Problem statement =>
Recreate the entire listing that appears below, exactly.

Exercise data =>
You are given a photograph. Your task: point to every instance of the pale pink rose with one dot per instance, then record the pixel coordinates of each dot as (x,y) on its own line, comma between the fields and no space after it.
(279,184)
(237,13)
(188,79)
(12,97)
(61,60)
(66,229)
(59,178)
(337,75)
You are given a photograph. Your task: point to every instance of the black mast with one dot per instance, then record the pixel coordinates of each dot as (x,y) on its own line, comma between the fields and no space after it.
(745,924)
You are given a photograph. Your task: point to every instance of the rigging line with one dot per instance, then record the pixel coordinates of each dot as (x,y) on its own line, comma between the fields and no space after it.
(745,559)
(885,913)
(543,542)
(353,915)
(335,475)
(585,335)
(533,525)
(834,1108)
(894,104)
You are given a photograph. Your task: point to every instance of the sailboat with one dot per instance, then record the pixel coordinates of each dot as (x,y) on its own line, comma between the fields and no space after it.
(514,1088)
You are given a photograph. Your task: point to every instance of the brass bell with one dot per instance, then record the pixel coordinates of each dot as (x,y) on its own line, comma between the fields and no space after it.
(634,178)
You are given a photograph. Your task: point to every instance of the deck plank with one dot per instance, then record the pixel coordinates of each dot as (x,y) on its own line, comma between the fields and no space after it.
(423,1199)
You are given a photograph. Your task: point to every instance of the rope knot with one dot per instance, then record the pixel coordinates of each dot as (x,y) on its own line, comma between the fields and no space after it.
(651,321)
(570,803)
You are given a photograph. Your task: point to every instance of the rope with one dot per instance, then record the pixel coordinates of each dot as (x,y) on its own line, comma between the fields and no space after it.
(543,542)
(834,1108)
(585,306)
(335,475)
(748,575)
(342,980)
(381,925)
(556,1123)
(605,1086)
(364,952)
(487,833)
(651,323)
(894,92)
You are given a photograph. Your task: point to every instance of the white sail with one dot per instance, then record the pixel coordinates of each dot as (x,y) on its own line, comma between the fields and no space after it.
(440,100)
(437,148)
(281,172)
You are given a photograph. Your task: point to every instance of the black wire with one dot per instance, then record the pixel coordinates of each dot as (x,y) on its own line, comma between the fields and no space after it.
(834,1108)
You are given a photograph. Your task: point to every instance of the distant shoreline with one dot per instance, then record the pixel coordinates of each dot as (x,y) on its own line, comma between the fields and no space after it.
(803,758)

Exercise response =>
You are given a photograph. Your task: point to every instance of the pale pink rose with one dot per instance, then record the pixel coordinates of each dot as (x,y) on its own line, comma between the fields and no space after it.
(279,184)
(237,13)
(188,79)
(12,97)
(61,60)
(66,229)
(59,178)
(337,75)
You are given a photograph. Your task: point to every instance of the black mast with one dot per instance, then record the pixel coordinates of each dot as (x,y) on its own line, comma between the fields and no space after it.
(745,924)
You are given a photograph. Your task: point to every instance of the rigging line with one dot per instance, then record the pixel coordinates of each dot as (x,y) on its own line, comma between the fields and no space after it.
(745,559)
(885,913)
(543,542)
(353,915)
(335,475)
(585,335)
(533,525)
(834,1108)
(894,104)
You are given a photograph. Your task: point to every instance of the sailboat with one dot per instance, then record the pixel coordinates of each dot as (x,y) on its own line, comma between the fields and no space after it.
(514,1088)
You are given a photograph. Your task: point to every instance of the brass bell with one dot per instance, then record the pixel coordinates of each dot as (x,y) on its own line, comma between the fields and no space after it.
(634,178)
You are given a photograph. Your task: point to every instance of the deck plank with one dot per instance, then record the pixel coordinates of each dot as (x,y) on its own line, comma between the fields and no space after it.
(423,1199)
You are given a photograph. Your task: point to every instance of the rope knot with one dot per instance, then record the pixel coordinates of each dot as (x,y) on its own line, comma between the fields and no space after it.
(651,321)
(570,803)
You are given a photograph. Your task: point to every instance of the rope with one dot per instance, then record the pixel coordinates of each dot as (x,y) on its own line, comma between the fields and no space after it.
(543,542)
(834,1108)
(585,306)
(335,475)
(748,575)
(342,980)
(381,925)
(556,1123)
(605,1086)
(364,952)
(487,833)
(651,323)
(894,92)
You are given a photograph. Your task: point to every instance of the white sail with one dot per instance, then record the pixel coordinates of each dot as (x,y) on its own line, comma between the fields and no space after it.
(440,100)
(437,148)
(281,172)
You are given a photograph. Your task: point to every instance of the black wire with one dot per instance, then record the pixel coordinates of each dot as (x,y) on its own line, comma between the fields and no space after it.
(834,1108)
You are given a photograph. Your task: point to every instance of the distant shoreline with one dot per instance, then record the pixel coordinates of each dot as (x,y) on its own line, comma between the fields and no space after it.
(803,758)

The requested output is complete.